— Start of Document segment —

A solid, well designed system will treat all of its components as isloated ("encapsulated") boxes connected together and nested within other larger boxes.

Encapsulation is a very important concept in software engineering. Even if you are not an Object Orianted Programmer, the concept of encapsulation is still there.

Interface and Implimentation

Using the Pondora's Box anology again, we can say that the "interface" is the box, and the "implimentation" is what is within the box. The interface ("public") part of the box is the connection from that box to the outside world. It is what connects our box to other boxes within this subsystem. The interface itself containes all of the function prototypes, structures, classes, and other definitions that the box exposes to the outside world so the outside world can use and interact with the box. This is the Interface. All of the evil code that dwells within this box that define the module, all of its functions, class routines, etc. is the modules implimentation.

It is important to construct each box ("component") with an interface that is simple and to the point. It should also be clear at what each componenet does. In C, the global namespace can get very cluttered with tons of routines. Because of this, it is important to name these routines and interfaces to help clearly identify them. You will also need to insure that the implimentation detailes of the box (The "private" part) are kept as private members. Putting any part of this in the interface is bad, as it can open up the box (Which is bad.)

In C, we can insure routines stay as part of the implimentation by using the static keyword. Interfaces can be made by using the extern keyword. Within C++, It is encouraged to use classes, with the private, public, and protected keywords.

Get Ready

We will be using the above concepts with developing our system to promote good programming practices with large scale software.

Because portability between compiliers is a concern, we will be developing the system using the C programming language. Please keep in mind, however, that you may use C++ if you prefer.

Our primary focus is that of expandability and portability. Because of this, we will be hiding all hardware dependent implimentations behind its own little box - The Hardware Abstraction Layer (HAL). Because the C++ startup runtime code it compilier dependent, we will put that in its own little box - The CRT (C++ Runtime) Library. All of this will be completely independent of the rest of the system.

Remember: The key is isolation. It does not matter how they are isolated, so long as the interfaces are clean and nice. The more isolation you have, the better, and remember to never open a box once it has been closed.

With all of this in mind, lets take the first step into our system...

Code Layout and Design

This tutorial containes our most complex demo so far. Because of this, I would like our readers to open up the demo source, and follow along with the tutorial for better understanding of everything.

Code Design

It is very important to understand why we have chosen this structure for this series. The primary reason is that of encapsulation, where each directory containes a separate library module. That is, Each of these modules is a pondora's box. It is extremily important to keep these modules as separate as possible in order to maintain code stability, structure, and portability. In order to do this, I have decided to treat each module as independent library modules.

Our two stage bootloader (We have already constructed this from our previous tutorials)
=======================================
 
SysBoot\
 
      Stage1\                          - Stage1 bootstrap loader
      Stage2\                          - Stage2 KRNLDR bootloder
 
Our System Core
=======================================
 
SysCore\
 
      Debug\                           - Pre-Release complete builds
      Release\                         - Release builds
      Include\                         - Standard Library Include directory
 
      Lib\                             - Standard Library Runtime. Outputs Crtlib.lib or Crtlib.dll.

— End of Document segment —
— Start of Record list —

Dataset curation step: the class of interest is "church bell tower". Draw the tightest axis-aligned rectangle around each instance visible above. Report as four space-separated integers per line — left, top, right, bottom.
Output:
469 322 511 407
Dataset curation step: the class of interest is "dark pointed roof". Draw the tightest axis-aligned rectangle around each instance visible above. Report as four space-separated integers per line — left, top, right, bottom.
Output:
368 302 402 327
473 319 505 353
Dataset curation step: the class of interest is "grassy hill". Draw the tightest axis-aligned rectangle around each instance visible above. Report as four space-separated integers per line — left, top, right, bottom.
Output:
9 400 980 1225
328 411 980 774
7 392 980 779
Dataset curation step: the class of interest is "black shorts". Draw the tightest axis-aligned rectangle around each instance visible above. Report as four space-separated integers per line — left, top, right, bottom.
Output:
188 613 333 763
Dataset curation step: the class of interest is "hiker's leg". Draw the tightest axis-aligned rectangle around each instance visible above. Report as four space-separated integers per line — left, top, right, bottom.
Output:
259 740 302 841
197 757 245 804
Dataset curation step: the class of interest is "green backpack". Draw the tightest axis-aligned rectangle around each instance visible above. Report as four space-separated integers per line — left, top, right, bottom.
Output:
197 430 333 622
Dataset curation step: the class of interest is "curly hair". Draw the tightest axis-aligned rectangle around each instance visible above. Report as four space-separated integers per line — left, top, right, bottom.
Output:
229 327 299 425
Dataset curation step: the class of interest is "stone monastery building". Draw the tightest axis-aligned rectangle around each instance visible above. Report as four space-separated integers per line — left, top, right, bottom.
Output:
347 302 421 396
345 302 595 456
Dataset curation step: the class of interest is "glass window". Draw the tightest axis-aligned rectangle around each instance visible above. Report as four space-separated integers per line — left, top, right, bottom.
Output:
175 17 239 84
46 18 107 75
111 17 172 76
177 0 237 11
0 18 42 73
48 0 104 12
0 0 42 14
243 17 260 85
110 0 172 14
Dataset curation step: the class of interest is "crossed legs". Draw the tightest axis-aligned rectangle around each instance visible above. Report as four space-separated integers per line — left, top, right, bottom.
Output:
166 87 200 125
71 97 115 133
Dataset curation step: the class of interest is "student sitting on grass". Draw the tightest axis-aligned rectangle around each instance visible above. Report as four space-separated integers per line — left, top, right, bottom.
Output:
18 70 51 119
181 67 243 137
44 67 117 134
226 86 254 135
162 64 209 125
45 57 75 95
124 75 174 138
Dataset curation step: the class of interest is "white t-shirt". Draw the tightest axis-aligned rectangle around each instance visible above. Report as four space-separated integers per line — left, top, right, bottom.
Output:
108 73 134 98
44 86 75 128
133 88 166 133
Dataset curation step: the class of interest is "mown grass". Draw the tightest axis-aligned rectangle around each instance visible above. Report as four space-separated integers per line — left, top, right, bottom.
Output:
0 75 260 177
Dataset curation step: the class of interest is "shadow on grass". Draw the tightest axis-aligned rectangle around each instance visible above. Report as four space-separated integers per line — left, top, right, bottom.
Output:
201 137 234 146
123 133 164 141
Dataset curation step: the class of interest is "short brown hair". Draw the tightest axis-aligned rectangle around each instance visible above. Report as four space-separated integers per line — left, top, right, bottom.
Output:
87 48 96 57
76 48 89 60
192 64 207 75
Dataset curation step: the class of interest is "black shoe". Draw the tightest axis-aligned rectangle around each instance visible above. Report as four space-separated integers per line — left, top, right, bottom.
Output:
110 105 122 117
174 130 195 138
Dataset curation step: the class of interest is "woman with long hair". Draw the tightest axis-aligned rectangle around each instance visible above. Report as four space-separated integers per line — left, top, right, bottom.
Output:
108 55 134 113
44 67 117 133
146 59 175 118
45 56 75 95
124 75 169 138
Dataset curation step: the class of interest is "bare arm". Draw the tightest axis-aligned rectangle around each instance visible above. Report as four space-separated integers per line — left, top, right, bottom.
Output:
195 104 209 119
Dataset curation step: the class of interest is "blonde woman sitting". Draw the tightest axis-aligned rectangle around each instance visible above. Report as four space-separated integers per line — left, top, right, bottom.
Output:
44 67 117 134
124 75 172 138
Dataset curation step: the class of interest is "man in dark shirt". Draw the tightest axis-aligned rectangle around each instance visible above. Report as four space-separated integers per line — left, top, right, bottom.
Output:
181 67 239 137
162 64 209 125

— End of Record list —

=== Exercise instructions ===
(a) According to the tutorial, which C keyword keeps routines as part of the implementation?
(b) Put the stretch of rows from the first row through the row containing "345 302 595 456" into a numbered list, leaving out blank lines.
The rows are unrelated to the tutorial.

=== Results of the tasks ===
(a) The static keyword.

(b)
1. Dataset curation step: the class of interest is "church bell tower". Draw the tightest axis-aligned rectangle around each instance visible above. Report as four space-separated integers per line — left, top, right, bottom.
2. Output:
3. 469 322 511 407
4. Dataset curation step: the class of interest is "dark pointed roof". Draw the tightest axis-aligned rectangle around each instance visible above. Report as four space-separated integers per line — left, top, right, bottom.
5. Output:
6. 368 302 402 327
7. 473 319 505 353
8. Dataset curation step: the class of interest is "grassy hill". Draw the tightest axis-aligned rectangle around each instance visible above. Report as four space-separated integers per line — left, top, right, bottom.
9. Output:
10. 9 400 980 1225
11. 328 411 980 774
12. 7 392 980 779
13. Dataset curation step: the class of interest is "black shorts". Draw the tightest axis-aligned rectangle around each instance visible above. Report as four space-separated integers per line — left, top, right, bottom.
14. Output:
15. 188 613 333 763
16. Dataset curation step: the class of interest is "hiker's leg". Draw the tightest axis-aligned rectangle around each instance visible above. Report as four space-separated integers per line — left, top, right, bottom.
17. Output:
18. 259 740 302 841
19. 197 757 245 804
20. Dataset curation step: the class of interest is "green backpack". Draw the tightest axis-aligned rectangle around each instance visible above. Report as four space-separated integers per line — left, top, right, bottom.
21. Output:
22. 197 430 333 622
23. Dataset curation step: the class of interest is "curly hair". Draw the tightest axis-aligned rectangle around each instance visible above. Report as four space-separated integers per line — left, top, right, bottom.
24. Output:
25. 229 327 299 425
26. Dataset curation step: the class of interest is "stone monastery building". Draw the tightest axis-aligned rectangle around each instance visible above. Report as four space-separated integers per line — left, top, right, bottom.
27. Output:
28. 347 302 421 396
29. 345 302 595 456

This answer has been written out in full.